* Data to process:
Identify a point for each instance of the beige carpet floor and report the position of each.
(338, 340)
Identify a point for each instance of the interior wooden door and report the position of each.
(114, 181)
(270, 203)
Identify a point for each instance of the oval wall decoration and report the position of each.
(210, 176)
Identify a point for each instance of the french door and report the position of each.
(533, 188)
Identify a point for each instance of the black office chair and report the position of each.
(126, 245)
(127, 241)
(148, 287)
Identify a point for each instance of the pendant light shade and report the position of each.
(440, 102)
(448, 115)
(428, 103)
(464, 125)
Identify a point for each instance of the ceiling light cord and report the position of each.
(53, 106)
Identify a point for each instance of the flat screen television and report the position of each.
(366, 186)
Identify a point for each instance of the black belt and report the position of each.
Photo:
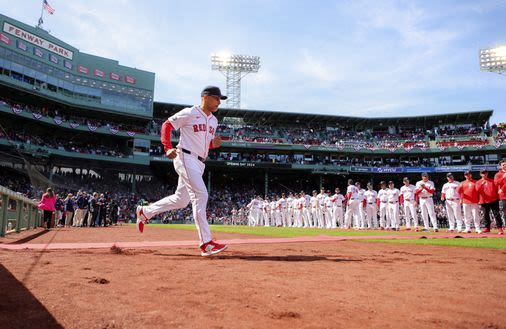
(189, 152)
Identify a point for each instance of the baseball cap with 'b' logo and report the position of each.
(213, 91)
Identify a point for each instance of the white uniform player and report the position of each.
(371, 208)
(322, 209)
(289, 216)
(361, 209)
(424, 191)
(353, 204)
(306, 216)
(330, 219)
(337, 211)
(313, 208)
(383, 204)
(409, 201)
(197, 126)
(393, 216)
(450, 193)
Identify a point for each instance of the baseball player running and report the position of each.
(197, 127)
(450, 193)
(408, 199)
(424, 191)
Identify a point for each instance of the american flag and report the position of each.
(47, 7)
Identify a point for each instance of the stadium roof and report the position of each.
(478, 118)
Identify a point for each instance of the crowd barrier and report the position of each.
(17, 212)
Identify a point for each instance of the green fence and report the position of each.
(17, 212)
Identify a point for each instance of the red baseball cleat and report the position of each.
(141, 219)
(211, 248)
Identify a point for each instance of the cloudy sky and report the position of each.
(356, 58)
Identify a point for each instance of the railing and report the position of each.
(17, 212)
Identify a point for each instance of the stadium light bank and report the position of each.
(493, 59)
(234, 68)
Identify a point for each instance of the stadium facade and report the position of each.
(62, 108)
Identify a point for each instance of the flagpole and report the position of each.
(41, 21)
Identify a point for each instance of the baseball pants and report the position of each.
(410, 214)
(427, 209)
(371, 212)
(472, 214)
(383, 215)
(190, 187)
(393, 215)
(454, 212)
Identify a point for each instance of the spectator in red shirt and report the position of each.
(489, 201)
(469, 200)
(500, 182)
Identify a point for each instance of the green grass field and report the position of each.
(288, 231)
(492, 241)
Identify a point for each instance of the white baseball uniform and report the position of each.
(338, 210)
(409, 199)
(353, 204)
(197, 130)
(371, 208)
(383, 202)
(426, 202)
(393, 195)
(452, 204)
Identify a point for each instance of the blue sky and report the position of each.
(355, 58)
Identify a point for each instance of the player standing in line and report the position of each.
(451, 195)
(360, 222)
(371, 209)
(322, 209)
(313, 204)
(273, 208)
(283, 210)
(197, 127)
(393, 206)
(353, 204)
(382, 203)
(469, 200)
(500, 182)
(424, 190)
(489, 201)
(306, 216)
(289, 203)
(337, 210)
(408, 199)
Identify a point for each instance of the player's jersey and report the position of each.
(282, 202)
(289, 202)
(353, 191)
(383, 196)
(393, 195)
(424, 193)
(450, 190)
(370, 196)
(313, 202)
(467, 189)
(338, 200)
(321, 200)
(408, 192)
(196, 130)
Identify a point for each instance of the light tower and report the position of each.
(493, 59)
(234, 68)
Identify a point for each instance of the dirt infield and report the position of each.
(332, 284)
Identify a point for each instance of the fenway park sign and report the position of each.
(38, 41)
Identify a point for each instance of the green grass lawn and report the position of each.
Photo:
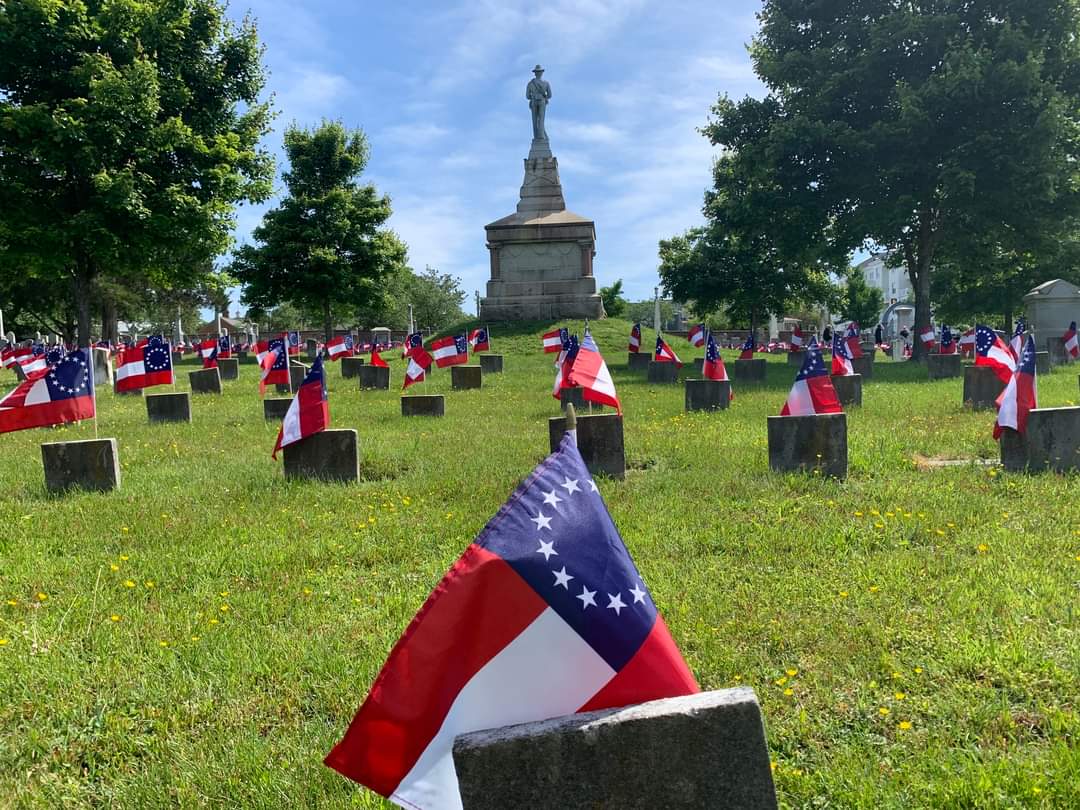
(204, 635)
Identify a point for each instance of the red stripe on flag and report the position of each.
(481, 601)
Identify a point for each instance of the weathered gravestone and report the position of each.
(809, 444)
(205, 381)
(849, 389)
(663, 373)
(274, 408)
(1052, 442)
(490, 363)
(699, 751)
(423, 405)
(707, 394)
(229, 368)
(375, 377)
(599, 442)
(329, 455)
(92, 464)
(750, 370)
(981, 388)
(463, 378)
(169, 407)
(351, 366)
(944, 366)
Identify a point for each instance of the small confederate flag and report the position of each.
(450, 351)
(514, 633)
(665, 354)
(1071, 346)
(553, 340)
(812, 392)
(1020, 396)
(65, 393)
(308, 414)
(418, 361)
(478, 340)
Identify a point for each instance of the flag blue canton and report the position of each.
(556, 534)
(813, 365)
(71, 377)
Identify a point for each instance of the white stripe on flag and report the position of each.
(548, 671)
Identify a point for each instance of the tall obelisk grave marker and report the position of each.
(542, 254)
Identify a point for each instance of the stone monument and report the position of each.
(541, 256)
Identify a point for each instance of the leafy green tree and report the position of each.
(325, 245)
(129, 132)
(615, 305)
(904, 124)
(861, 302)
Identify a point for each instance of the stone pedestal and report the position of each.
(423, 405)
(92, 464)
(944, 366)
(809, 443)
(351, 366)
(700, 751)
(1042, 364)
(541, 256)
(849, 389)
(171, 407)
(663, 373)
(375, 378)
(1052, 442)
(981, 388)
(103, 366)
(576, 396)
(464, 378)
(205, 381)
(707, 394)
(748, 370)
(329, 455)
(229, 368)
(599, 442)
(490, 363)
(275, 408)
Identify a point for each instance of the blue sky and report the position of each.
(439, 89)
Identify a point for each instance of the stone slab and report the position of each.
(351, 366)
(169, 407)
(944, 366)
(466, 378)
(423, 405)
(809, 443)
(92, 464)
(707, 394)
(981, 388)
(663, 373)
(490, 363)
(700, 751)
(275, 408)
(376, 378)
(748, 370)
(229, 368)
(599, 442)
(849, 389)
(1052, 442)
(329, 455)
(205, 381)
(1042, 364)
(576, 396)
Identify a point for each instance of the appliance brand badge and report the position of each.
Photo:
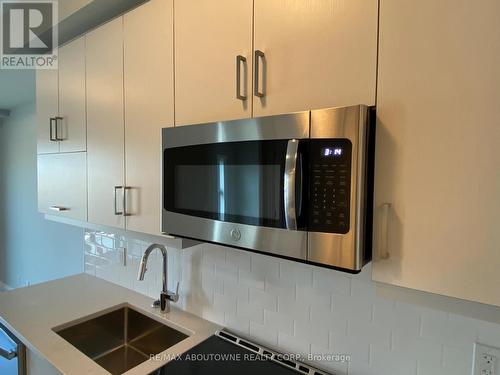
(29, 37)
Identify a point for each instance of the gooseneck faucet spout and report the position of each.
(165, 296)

* Set task: Rewrite all of the records above, replacing "report the position of each" with "give the location of each one" everywhere and changing nothing else. Leave the pictures out.

* Solved problem:
Identify a point for each instance of the beige carpet floor and give the location of each one.
(338, 340)
Identify a point for each instance of the interior wooden door and give the location of each one.
(114, 181)
(270, 203)
Identify a point for each instance of the oval wall decoration and give the location of each one.
(210, 176)
Identify a point for each instance of the french door and give the location of each one.
(533, 188)
Identify a point for each instance of the black office chair and give the location of each one.
(126, 245)
(127, 241)
(148, 287)
Identify a point for each instance of the pendant light shade and give the location of each one.
(440, 102)
(448, 115)
(428, 103)
(464, 125)
Identify a point for each instance of the ceiling light cord and give the location of each one.
(53, 106)
Identify a point for each instance of the flat screen television and give the location of each one.
(366, 186)
Identify a point for each instance of the black belt and give the location of each one.
Photo:
(189, 152)
Identify a point for each instance of the baseball cap with 'b' logo and give the location of each one.
(213, 91)
Identify a point for each instance of the white uniform player and give the location of each one.
(371, 208)
(322, 209)
(289, 216)
(361, 209)
(424, 191)
(353, 204)
(306, 216)
(330, 219)
(337, 211)
(313, 208)
(383, 204)
(409, 201)
(197, 126)
(393, 216)
(450, 193)
Identify a point for each instance of the baseball player running and give the location of each one.
(197, 127)
(450, 193)
(408, 199)
(424, 191)
Identify a point for each instance of the american flag and give the location of each one.
(47, 7)
Identify a point for each instance of the stadium roof and give the location of each one.
(478, 118)
Identify a point for each instance of the crowd barrier and give the location of each one.
(17, 212)
Identify a point for each instance of the green fence and give the location of each one.
(17, 212)
Identify a point for each instance of the red baseball cleat and give the location of each one.
(141, 219)
(211, 248)
Identify a point for each instance of the cloudy sky and give the location of each one.
(356, 58)
Identify a point for each instance of the railing and give the location of each one.
(17, 212)
Identify a point for each instance of the stadium light bank and give the location of each one.
(493, 59)
(234, 68)
Identify a point for each instance of the stadium facade and give the location of each one.
(62, 108)
Identify a point for each instance of the flagpole and give the location of each one.
(41, 21)
Identify a point for each instance of the baseball pants and give the location of each one.
(410, 214)
(427, 209)
(371, 212)
(472, 214)
(383, 215)
(190, 187)
(393, 215)
(454, 212)
Identify a point for each instance of the spectator in red shirt and give the location of each one.
(489, 201)
(469, 200)
(500, 182)
Identify a point for each instance of the green grass field and give the location of each one.
(288, 231)
(492, 241)
Identify a point for each instance of the white baseball uniform and give the location of each one.
(338, 210)
(409, 199)
(353, 204)
(197, 130)
(371, 208)
(383, 202)
(426, 202)
(393, 195)
(452, 204)
Identify a point for each instance of the blue sky and give the location of each one.
(355, 58)
Identify a point for each instance of the player standing in line and give the location of each one.
(451, 195)
(360, 222)
(371, 209)
(322, 209)
(313, 204)
(273, 208)
(283, 210)
(197, 127)
(393, 206)
(353, 204)
(382, 203)
(469, 200)
(500, 182)
(424, 190)
(489, 201)
(306, 216)
(289, 203)
(337, 210)
(408, 199)
Identify a point for each instance of the player's jersey and give the location of each one.
(282, 202)
(289, 202)
(353, 191)
(383, 196)
(393, 195)
(424, 193)
(450, 190)
(370, 196)
(313, 202)
(467, 189)
(338, 200)
(321, 200)
(408, 192)
(196, 130)
Identify a point for each instance of the light tower and give the location of each one.
(493, 59)
(234, 68)
Identify a point for each instance of the dirt infield and give the location of each one.
(332, 284)
Identify a point for each instance of the fenway park sign and give the location of each one.
(38, 41)
Identify a point for each instance of the green grass lawn and give the location of each one.
Photo:
(204, 635)
Identify a point for each instance of the red stripe on flag and give the location of each one.
(481, 601)
Identify a point for each instance of the weathered gravestone and give the location of each one.
(809, 444)
(205, 381)
(849, 389)
(663, 373)
(274, 408)
(1052, 442)
(490, 363)
(699, 751)
(423, 405)
(707, 394)
(229, 368)
(375, 377)
(599, 442)
(329, 455)
(92, 464)
(750, 370)
(981, 388)
(463, 378)
(169, 407)
(351, 366)
(944, 366)
Identify a point for each instance of the small confederate flag and give the location of each one.
(450, 351)
(514, 633)
(665, 354)
(1071, 346)
(553, 340)
(812, 392)
(1020, 396)
(65, 393)
(308, 414)
(418, 361)
(478, 340)
Identify a point for each instance of the flag blue canton and give the location of each one.
(556, 534)
(813, 365)
(71, 377)
Identify a point for each instance of the white stripe on flag and give the location of each one.
(548, 671)
Identify a point for each instance of the tall obelisk grave marker and give the location of each one.
(542, 254)
Identify a point for each instance of the stone monument and give the location of each one.
(541, 256)
Identify a point for each instance of the leafy green tree and give the location of each one.
(325, 245)
(129, 132)
(615, 305)
(904, 124)
(861, 302)
Identify a point for each instance of the stone pedestal and give the location of each one.
(423, 405)
(92, 464)
(944, 366)
(809, 443)
(351, 366)
(700, 751)
(1042, 364)
(541, 256)
(849, 389)
(171, 407)
(663, 373)
(375, 378)
(1052, 442)
(981, 388)
(103, 366)
(576, 396)
(464, 378)
(205, 381)
(707, 394)
(748, 370)
(329, 455)
(229, 368)
(599, 442)
(490, 363)
(275, 408)
Identify a point for each instance of the blue sky and give the location of each one.
(439, 89)
Identify a point for each instance of the stone slab and give the location of each one.
(351, 366)
(169, 407)
(944, 366)
(466, 378)
(423, 405)
(809, 443)
(92, 464)
(707, 394)
(981, 388)
(663, 373)
(490, 363)
(700, 751)
(275, 408)
(376, 378)
(748, 370)
(229, 368)
(599, 442)
(849, 389)
(1052, 442)
(329, 455)
(205, 381)
(1042, 364)
(576, 396)
Identify a point for each instance of the appliance brand badge and give the location of each one.
Photo:
(29, 37)
Identify a point for each instance of the gooseneck faucet spout and give the location of each one.
(165, 296)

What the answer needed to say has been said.